▸ TASK DESCRIPTION
Nothing may be dropped or altered: reproduce all the data.

Collected data:
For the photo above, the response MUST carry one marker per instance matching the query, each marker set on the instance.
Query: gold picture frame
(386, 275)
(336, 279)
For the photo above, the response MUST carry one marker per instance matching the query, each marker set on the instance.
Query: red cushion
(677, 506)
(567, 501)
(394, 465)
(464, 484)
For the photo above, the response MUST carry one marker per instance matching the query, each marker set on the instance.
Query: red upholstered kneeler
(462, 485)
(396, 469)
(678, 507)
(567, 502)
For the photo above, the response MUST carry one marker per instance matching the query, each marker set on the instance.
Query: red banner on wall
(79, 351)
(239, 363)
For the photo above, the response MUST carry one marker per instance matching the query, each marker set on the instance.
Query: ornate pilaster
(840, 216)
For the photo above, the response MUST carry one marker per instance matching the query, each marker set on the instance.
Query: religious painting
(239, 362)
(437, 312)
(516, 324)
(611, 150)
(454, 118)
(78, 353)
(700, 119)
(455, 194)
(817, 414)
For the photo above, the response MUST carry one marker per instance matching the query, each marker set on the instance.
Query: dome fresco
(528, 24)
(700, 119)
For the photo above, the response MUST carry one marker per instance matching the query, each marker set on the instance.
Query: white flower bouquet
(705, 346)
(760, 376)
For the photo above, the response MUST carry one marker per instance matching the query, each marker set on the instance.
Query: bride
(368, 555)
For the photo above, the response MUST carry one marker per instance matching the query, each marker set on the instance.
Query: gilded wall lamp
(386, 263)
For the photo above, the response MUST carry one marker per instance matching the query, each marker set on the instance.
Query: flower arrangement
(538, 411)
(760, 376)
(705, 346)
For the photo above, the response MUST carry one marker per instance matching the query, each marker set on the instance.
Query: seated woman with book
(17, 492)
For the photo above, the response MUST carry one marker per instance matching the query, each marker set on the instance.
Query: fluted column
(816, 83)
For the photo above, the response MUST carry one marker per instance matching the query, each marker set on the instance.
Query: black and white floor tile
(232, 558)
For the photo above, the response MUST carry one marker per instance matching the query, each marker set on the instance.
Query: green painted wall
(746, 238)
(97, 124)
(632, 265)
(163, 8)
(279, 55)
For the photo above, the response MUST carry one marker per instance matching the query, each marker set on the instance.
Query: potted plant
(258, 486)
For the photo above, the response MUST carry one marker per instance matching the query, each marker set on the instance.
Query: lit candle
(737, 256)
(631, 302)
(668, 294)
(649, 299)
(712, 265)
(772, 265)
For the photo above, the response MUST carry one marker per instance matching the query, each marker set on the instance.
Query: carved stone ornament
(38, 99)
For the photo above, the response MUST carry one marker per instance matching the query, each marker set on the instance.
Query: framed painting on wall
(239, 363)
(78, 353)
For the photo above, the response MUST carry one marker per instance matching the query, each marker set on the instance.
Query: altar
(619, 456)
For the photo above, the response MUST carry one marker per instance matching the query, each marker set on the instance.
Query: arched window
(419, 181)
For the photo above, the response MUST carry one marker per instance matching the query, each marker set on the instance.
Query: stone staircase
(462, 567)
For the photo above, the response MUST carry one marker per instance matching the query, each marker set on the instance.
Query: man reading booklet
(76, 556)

▸ WORKED ANSWER
For the photo above, the response MUST carry one marker per instance matching the query, each marker set on the instance.
Query: gold picture frame
(386, 275)
(336, 279)
For the photo above, the response MUST carry one marker per instance matching the query, each marker set on the instance.
Query: red cushion
(677, 506)
(567, 501)
(394, 465)
(464, 484)
For the photo above, the response MUST carry one marker per instance matching the query, each marker set on the instance.
Query: red upholstered kneeler
(462, 485)
(396, 469)
(678, 507)
(567, 502)
For the photo above, the response MUST carry one marker per instance matching the query, each marker set on the instance.
Query: red banner on wall
(79, 351)
(239, 363)
For the photo above, the response MUST carry one marker per instance matching the query, each marker set on the instance.
Query: ornate pilaster
(840, 216)
For the photo above, the response MUST carry one marker per instance matching the query, each marker set on the instance.
Query: religious painting
(239, 362)
(437, 312)
(516, 324)
(611, 150)
(454, 118)
(78, 353)
(700, 119)
(455, 194)
(817, 414)
For the photo above, the response MUST carry one marker per instance matching the query, each marker set on the instance.
Query: dome fresco
(528, 24)
(700, 119)
For the photo above, the response MUST carry one marker per instance matching the query, each marker set on the instance.
Query: white flower bouquet
(705, 346)
(760, 376)
For the photo above, the response MUST carry one marker per instance matching the query, each marker set on the instance.
Query: bride
(368, 555)
For the photo above, the response MUST carry one marker per instance matching the query, each marker set on the instance.
Query: gilded wall lamp
(386, 263)
For the photo above, the response MUST carry one marker per instance matching the query, each marker set on the instance.
Query: flower arrangement
(538, 411)
(760, 376)
(705, 346)
For the photo above, the response MUST carry one marker per instance matching the query, each marker set on the instance.
Query: seated woman with book
(17, 492)
For the photo above, the response MUST carry one marker per instance matching the query, each marker set on the instance.
Query: fluted column
(816, 83)
For the photo above, the response MUST carry one marker per instance matching the query, each marker set on the instance.
Query: black and white floor tile
(232, 558)
For the photo above, the response MUST carry one marker per instance matching the query, each marker set on the instance.
Query: green painted wall
(746, 238)
(97, 124)
(632, 265)
(163, 8)
(279, 55)
For the photo above, the response MUST carry one marker per instance matching the query, each marker set on the instance.
Query: potted plant
(258, 486)
For the photo above, the response MUST carry one marker per instance matching the query, each marker set on the instance.
Query: lit candle
(737, 256)
(631, 302)
(668, 294)
(649, 299)
(712, 265)
(772, 265)
For the photo above, the response MUST carry one marker per instance matching the query, each marker set on the instance.
Query: carved stone ornament
(38, 99)
For the photo above, the response MUST carry one marker per instance matching the query, each marker set on the instance.
Query: framed painting on wall
(239, 363)
(78, 353)
For the photo above, the response MUST carry one marker per instance matching the query, each marker set on the instance.
Query: altar
(619, 456)
For the photo above, the response MUST carry one marker per instance matching the query, each marker set on the instance.
Query: arched window
(419, 181)
For the photo above, the response MUST carry one marker per instance matching the query, each marker set on the instance.
Query: stone staircase
(462, 567)
For the photo above, the response MUST carry one marker per instance matching the query, each marker set on the instance.
Query: man reading booklet
(76, 556)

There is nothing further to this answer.